The data below should be printed in full, exactly, and without any of its images.

--- --- ---

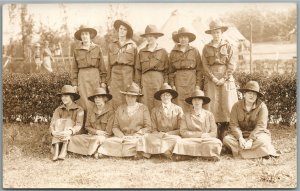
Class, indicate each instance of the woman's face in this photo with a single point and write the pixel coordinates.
(216, 34)
(197, 103)
(130, 99)
(184, 40)
(100, 100)
(166, 97)
(151, 39)
(85, 37)
(122, 31)
(250, 96)
(66, 99)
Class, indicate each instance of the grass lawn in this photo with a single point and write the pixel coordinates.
(27, 164)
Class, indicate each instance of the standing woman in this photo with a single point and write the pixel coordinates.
(88, 69)
(151, 67)
(218, 64)
(121, 62)
(198, 130)
(47, 58)
(185, 67)
(131, 122)
(249, 136)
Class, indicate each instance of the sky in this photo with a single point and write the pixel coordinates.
(138, 15)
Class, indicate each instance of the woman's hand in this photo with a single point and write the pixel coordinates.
(242, 142)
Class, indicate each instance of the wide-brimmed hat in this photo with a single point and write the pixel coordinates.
(132, 89)
(100, 92)
(84, 28)
(152, 30)
(117, 24)
(165, 88)
(251, 86)
(198, 94)
(183, 32)
(216, 24)
(69, 90)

--- --- ---

[Correct response]
Class, indicate each instance of the woman's face in this photo with a single point and write the pixel coordinates.
(216, 34)
(197, 103)
(130, 99)
(184, 40)
(100, 100)
(166, 97)
(151, 39)
(85, 37)
(122, 31)
(250, 96)
(66, 99)
Class, indicate each instance of the grass lawn in this photo with a single point and write the pixel coordinates.
(27, 164)
Class, indicate each instance of the standing woman in this photo with a single point and write the pixel coordinates.
(88, 69)
(151, 67)
(218, 64)
(121, 62)
(198, 130)
(47, 58)
(185, 67)
(131, 122)
(249, 136)
Class, indicate each instance of the sky in this photo with a single point and write the pixel coordinates.
(138, 15)
Class, indicate each instance of the woman's hand in this photo with a single point and write the pixel coordinates.
(242, 142)
Class, indicate each instance of the wide-brimmed hat in this photo with a single point and write the pixel coordinates.
(132, 89)
(100, 92)
(84, 28)
(152, 30)
(117, 24)
(165, 88)
(251, 86)
(198, 94)
(183, 32)
(216, 24)
(69, 90)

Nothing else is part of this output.